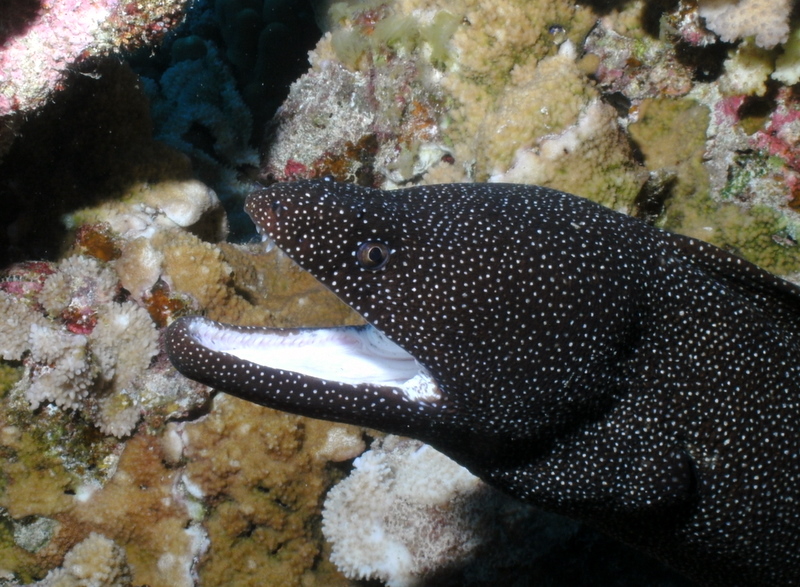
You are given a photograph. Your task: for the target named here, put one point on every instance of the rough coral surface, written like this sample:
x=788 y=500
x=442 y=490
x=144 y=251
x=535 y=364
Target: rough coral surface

---

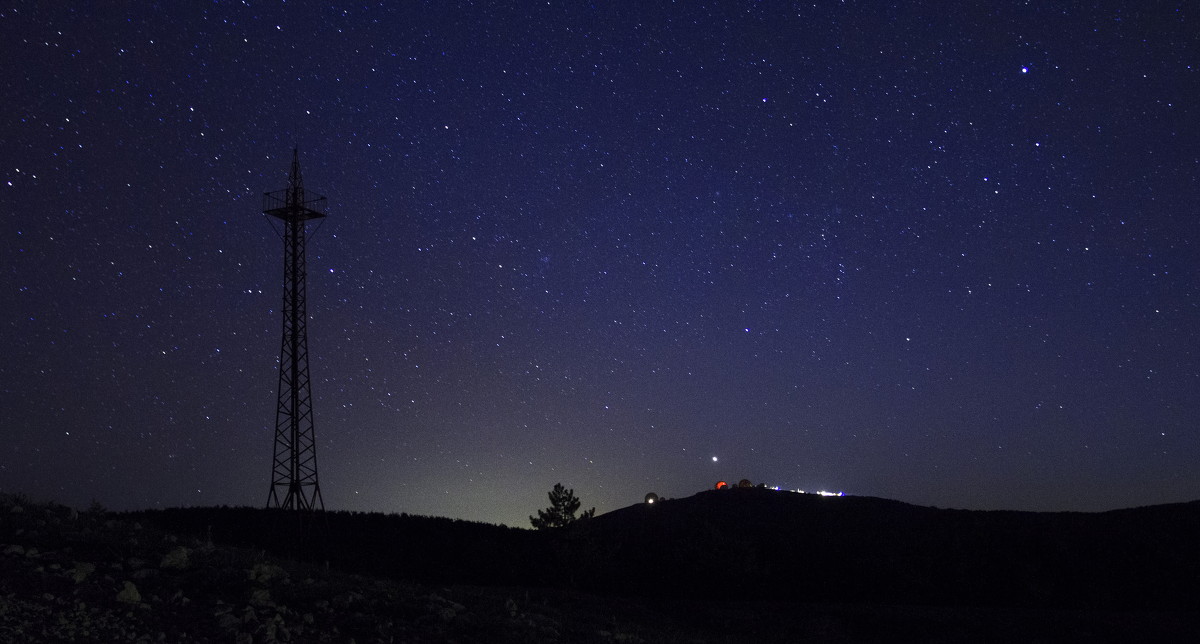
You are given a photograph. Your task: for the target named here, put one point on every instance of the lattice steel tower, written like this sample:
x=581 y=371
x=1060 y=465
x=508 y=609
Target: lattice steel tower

---

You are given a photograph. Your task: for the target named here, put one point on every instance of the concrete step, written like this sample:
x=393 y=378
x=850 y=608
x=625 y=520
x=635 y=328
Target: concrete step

• Instructions to follow:
The required answer is the exact run of lines above starting at the line with "x=850 y=608" and ending at the line with "Target: concrete step", with both ends present.

• Solved exercise:
x=850 y=608
x=625 y=520
x=635 y=328
Target: concrete step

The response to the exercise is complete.